Location annotation dataset excerpts:

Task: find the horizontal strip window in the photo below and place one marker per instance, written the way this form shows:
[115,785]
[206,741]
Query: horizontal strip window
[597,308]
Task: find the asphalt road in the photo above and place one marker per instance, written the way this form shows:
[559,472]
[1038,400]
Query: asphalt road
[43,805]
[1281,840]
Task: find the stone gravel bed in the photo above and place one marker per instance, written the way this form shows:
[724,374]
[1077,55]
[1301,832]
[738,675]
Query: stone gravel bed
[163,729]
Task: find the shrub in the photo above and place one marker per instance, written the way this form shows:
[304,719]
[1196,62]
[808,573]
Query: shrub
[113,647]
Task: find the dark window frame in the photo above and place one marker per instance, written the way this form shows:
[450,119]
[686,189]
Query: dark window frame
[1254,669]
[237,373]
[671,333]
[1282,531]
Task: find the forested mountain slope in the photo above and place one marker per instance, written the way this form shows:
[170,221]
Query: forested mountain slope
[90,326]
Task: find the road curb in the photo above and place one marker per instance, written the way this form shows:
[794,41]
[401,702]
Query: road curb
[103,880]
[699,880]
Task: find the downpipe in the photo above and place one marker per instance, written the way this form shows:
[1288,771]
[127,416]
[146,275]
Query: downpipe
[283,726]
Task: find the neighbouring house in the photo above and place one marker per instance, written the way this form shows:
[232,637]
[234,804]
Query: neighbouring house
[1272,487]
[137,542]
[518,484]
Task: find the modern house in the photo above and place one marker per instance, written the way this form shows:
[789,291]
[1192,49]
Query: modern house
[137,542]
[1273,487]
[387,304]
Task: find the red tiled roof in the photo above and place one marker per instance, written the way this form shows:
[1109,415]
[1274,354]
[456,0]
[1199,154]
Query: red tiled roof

§ **Short task**:
Print the records once more, exactly as they were given.

§ **Result for this task**:
Task: find the horizontal strip window in the photo below and place one marker per instance, written the way this form shows:
[115,785]
[206,741]
Query: horizontal strip window
[597,308]
Task: find the asphalt road in the photo above and place one marker per instance, written the way this form shows:
[559,472]
[1038,400]
Query: asphalt road
[43,805]
[1281,840]
Task: find the stone gravel bed in the photo above and place one marker per instance, written the way this form shows:
[724,374]
[1077,55]
[1301,832]
[738,675]
Query: stone gravel bed
[163,729]
Task: find the shrub in the photo above and place one marker per instance, written the way this form shows:
[304,719]
[1196,62]
[808,573]
Query: shrub
[113,647]
Task: find the dark window frame in the photo above and place one marker per instance, written the way this form shows:
[450,119]
[686,189]
Query: dark window frame
[1254,669]
[237,373]
[671,333]
[1282,531]
Task: find the forested mountain slope in the photo above and place one marker per instance, written the way this form shows:
[170,221]
Query: forested mountain slope
[90,326]
Task: find the road curb in the photo above and place one marker per instance, written the way this form shows:
[794,41]
[401,702]
Query: road curb
[103,880]
[699,880]
Task: find the downpipe in the photo above and place one marker per instance, written the way this form shows:
[1288,771]
[127,416]
[146,275]
Query: downpipe
[283,726]
Task: find the neighbouring house in the photo above and place one marker per instance, written the way this form shows:
[232,637]
[234,804]
Query: neighbouring house
[1272,487]
[137,542]
[518,484]
Task: find the modern house in the photo above and place one marker per instance, written the way this form shows:
[789,291]
[1192,49]
Query: modern house
[137,542]
[1273,487]
[387,304]
Task: find the red tiled roof in the photo above and place one marker per instance, written the way this form shows:
[1109,415]
[1274,354]
[456,0]
[1199,154]
Query: red tiled roof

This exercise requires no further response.